You’ve probably noticed already one or two of the classic points related to vampire stories; a thirst for blood, the ability to change shape, the fact that they sleep in their coffins during the day, burning of the body, and the stake through the heart. This provides us with a direct link between Stoker’s idea for the vampire Dracula and the Romanian folklore that most likely inspired it.

Whilst our next creature of Romanian Folklore may not be quite as obvious when it comes to the relationship to Stokers Dracula, I feel its at least an excellent example of how we often find similar stories across the world. Personally, as I begin to explore more of the world I am looking forward to discovering more of these supernatural beings.

The Lele (Ielele) was one creature that caught my eye straight away, as I recognised it from Greek mythology. These magical beautiful women that are often found deep in the forest, sometimes near areas of water like waterfalls, tend to dance naked and are said to be irresistible to men. Sound familiar? They were to me and straight away I recognised them as being similar to the Sirens found in Greek mythology. Whilst they sound harmless enough, beautiful naked women dancing in the depths of the forest, how could that be dangerous? Well its said that those that stumble upon them are seduced and disappear forever, never to be seen again.

Interestingly this also reminded me of some stories relating to fairies that I have heard over the years. Although, if memory serves me well, the fairies would steal children I think! One for the comments section below I am sure.

* [Aim of the task] Reproduce everything in the passage on Romanian folklore from "Whilst our next" down to "these supernatural beings.".

Natural-language object grounding material
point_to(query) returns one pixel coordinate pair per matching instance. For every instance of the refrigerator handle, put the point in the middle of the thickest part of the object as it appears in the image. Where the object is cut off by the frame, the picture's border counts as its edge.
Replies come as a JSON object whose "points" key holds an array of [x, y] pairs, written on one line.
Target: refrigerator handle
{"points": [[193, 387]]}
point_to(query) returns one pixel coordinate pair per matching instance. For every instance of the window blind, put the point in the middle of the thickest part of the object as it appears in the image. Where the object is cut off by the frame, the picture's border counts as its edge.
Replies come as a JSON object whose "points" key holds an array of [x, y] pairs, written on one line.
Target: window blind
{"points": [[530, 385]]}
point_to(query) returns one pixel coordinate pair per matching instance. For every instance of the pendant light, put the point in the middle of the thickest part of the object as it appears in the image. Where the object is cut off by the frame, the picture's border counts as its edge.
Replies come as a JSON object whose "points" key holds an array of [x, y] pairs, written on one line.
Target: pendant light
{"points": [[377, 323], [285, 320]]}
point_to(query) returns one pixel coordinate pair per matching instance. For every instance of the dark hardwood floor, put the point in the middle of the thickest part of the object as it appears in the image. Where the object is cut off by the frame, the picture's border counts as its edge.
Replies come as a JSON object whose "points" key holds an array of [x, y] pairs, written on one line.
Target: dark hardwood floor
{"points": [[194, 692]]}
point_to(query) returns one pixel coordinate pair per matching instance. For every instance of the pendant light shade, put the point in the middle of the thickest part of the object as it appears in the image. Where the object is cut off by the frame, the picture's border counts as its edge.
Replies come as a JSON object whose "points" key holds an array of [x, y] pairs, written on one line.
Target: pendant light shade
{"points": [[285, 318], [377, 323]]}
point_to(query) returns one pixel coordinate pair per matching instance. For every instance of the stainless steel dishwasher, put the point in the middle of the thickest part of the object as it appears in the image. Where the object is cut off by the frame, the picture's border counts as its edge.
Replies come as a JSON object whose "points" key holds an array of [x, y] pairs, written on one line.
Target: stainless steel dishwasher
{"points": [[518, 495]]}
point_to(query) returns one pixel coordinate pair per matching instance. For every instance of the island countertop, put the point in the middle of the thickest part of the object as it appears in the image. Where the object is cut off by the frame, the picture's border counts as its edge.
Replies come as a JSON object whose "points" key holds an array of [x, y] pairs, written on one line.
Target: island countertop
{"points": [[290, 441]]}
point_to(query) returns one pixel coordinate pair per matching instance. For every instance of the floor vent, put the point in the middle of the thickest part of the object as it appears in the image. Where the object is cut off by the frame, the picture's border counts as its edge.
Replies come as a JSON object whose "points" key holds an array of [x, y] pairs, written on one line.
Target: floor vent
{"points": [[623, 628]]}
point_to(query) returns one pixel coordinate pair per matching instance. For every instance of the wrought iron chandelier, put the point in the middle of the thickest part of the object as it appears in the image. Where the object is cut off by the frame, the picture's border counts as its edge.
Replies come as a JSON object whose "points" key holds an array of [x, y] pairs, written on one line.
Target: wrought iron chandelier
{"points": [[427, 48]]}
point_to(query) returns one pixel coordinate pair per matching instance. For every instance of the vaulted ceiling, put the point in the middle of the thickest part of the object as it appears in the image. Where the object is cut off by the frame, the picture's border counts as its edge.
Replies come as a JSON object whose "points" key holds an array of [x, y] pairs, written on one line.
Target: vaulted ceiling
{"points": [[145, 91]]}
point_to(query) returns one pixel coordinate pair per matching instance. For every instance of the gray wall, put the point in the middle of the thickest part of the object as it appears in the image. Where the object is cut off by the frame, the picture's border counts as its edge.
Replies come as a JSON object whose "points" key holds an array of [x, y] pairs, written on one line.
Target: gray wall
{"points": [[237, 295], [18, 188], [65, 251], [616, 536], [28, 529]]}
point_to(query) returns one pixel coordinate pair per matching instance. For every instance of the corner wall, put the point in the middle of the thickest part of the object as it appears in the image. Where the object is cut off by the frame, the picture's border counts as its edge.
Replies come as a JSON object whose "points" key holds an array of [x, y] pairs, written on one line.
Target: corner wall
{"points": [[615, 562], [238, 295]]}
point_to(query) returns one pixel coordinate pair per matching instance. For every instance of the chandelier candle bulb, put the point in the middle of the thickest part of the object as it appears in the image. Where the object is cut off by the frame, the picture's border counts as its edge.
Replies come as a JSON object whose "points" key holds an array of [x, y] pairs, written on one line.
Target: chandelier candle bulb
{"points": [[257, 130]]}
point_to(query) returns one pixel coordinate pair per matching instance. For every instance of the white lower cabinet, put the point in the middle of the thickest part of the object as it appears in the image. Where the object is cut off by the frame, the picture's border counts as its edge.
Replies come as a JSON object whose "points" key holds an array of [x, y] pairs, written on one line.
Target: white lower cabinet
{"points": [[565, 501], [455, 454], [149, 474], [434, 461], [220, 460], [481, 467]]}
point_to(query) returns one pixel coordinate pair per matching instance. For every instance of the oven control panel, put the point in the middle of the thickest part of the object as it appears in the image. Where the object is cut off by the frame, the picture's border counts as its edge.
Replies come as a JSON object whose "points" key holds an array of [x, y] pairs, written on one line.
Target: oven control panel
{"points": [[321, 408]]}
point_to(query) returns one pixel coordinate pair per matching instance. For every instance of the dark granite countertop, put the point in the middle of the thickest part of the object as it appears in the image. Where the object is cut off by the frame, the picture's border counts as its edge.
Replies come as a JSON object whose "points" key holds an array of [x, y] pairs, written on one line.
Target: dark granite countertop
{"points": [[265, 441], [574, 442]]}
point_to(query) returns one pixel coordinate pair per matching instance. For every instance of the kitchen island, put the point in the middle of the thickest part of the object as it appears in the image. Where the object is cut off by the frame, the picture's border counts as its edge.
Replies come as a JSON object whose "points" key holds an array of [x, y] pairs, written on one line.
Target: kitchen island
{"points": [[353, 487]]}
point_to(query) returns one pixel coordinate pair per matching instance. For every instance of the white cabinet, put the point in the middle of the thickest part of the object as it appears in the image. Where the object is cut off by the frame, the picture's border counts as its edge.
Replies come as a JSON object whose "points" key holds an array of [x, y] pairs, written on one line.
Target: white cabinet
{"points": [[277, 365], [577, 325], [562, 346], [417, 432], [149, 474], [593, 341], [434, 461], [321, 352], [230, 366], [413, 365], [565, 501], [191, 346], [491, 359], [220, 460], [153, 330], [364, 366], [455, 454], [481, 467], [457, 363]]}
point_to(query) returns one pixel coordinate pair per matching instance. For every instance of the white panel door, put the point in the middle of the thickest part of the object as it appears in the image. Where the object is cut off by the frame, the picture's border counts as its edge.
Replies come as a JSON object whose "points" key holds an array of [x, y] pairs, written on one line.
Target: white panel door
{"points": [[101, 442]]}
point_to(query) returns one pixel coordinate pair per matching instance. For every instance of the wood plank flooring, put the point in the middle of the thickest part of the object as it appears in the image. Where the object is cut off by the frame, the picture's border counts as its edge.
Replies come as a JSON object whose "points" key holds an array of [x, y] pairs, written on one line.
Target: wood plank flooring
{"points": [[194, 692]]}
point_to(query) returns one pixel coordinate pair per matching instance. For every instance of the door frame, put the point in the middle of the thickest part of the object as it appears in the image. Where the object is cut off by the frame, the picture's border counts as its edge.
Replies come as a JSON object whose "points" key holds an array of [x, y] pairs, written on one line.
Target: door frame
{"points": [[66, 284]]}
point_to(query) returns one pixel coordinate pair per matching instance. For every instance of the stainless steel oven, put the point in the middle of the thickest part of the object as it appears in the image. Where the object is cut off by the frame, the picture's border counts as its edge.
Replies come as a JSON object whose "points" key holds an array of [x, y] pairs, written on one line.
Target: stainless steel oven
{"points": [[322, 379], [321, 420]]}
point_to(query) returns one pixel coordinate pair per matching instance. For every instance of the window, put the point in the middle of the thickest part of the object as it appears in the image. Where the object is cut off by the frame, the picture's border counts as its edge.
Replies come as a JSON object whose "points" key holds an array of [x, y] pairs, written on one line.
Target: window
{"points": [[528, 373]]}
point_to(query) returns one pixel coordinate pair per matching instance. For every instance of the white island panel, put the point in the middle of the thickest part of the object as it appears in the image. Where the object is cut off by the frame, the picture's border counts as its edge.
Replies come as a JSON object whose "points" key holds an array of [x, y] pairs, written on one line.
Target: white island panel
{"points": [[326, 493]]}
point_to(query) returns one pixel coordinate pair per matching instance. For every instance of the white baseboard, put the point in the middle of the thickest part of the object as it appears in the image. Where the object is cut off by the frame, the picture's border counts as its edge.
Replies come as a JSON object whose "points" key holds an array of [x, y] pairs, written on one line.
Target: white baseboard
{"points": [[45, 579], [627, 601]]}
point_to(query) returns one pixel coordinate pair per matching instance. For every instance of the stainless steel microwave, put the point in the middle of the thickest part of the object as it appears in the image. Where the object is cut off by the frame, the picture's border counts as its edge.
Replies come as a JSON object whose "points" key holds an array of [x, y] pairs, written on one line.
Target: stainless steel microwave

* [Exercise result]
Whilst our next creature of Romanian Folklore may not be quite as obvious when it comes to the relationship to Stokers Dracula, I feel its at least an excellent example of how we often find similar stories across the world. Personally, as I begin to explore more of the world I am looking forward to discovering more of these supernatural beings.